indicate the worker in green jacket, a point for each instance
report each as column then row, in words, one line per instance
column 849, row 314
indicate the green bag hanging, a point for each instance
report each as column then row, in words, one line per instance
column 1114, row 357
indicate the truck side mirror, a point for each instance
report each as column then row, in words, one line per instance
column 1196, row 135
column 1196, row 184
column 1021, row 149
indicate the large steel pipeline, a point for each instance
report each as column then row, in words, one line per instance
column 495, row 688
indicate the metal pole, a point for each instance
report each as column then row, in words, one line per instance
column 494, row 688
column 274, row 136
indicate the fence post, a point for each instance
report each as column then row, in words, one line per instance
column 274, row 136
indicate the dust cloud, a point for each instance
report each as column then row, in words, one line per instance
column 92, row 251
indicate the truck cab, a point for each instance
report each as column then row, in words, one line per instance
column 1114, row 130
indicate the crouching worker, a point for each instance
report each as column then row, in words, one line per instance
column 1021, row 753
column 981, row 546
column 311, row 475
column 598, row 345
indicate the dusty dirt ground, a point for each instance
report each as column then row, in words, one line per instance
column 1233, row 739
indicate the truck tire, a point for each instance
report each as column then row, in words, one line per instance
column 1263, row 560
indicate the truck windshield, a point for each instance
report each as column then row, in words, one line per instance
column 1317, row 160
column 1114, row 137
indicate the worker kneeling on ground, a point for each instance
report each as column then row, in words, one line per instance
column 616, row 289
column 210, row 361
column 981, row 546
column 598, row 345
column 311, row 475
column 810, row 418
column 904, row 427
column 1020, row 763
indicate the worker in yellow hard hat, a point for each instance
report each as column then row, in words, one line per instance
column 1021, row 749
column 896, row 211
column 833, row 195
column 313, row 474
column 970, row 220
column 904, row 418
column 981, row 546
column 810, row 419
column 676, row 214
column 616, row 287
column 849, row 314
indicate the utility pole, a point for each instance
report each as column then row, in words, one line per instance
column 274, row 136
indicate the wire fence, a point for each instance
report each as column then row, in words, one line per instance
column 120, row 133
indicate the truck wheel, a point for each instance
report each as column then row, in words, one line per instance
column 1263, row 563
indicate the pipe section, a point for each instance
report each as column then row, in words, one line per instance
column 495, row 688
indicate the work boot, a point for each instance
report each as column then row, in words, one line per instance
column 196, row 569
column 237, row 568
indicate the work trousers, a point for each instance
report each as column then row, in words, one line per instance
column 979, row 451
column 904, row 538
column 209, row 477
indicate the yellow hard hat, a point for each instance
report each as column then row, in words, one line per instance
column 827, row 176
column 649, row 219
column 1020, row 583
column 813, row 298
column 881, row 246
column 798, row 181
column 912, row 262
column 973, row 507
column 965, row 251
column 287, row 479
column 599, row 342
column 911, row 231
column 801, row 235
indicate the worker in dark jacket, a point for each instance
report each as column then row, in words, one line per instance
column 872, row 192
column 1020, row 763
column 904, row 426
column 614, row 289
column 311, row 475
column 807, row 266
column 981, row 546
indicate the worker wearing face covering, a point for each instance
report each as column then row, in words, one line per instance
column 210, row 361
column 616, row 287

--

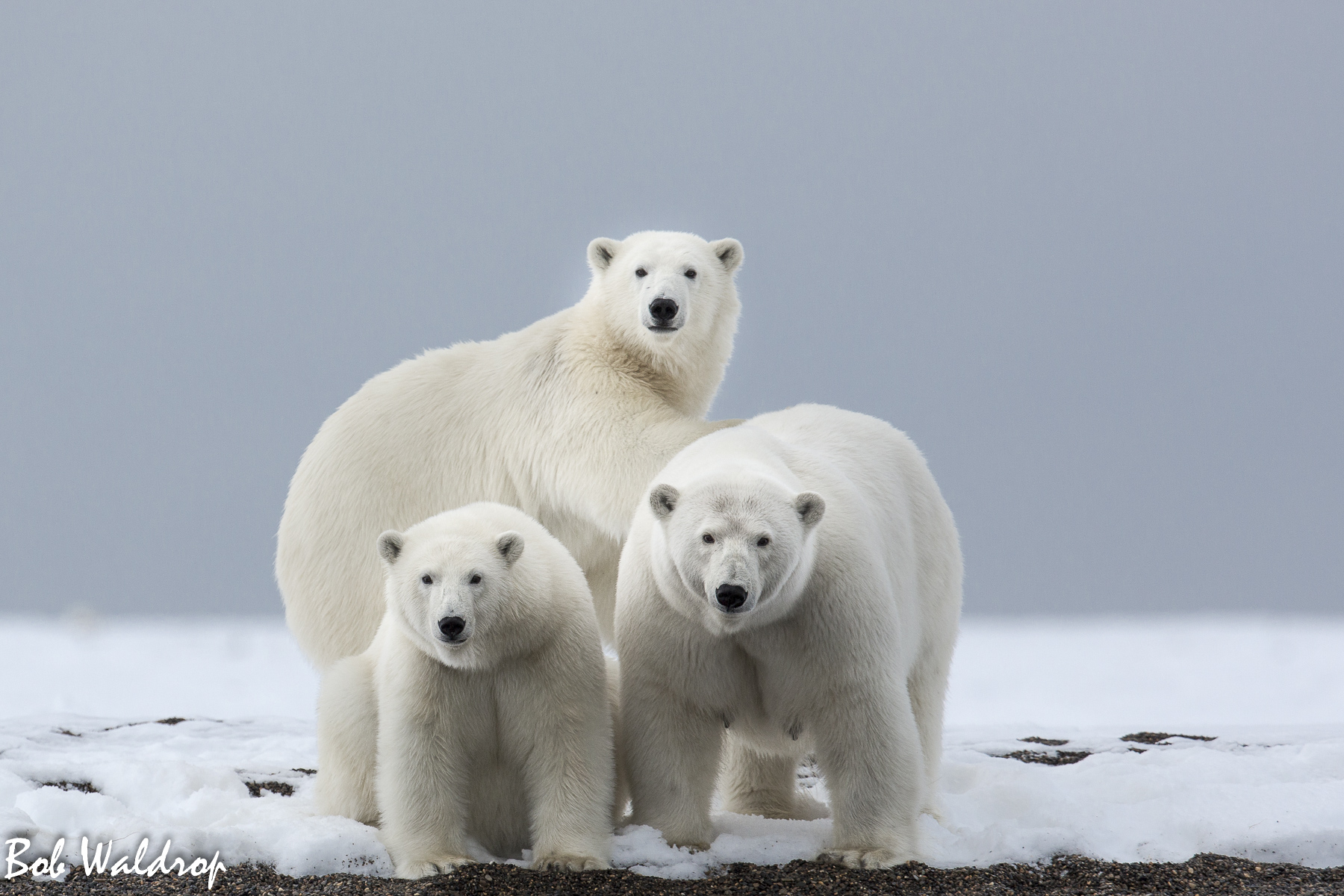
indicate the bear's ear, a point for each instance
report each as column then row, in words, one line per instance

---

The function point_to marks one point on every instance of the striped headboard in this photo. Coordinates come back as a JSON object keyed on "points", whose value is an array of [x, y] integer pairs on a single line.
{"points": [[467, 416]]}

_What to produce_
Where a line of the records above holds the word "yellow", copy that line.

_Answer_
indicate the worker in yellow hard hat, a point for each instance
indicate the yellow hard hat, a point for each instance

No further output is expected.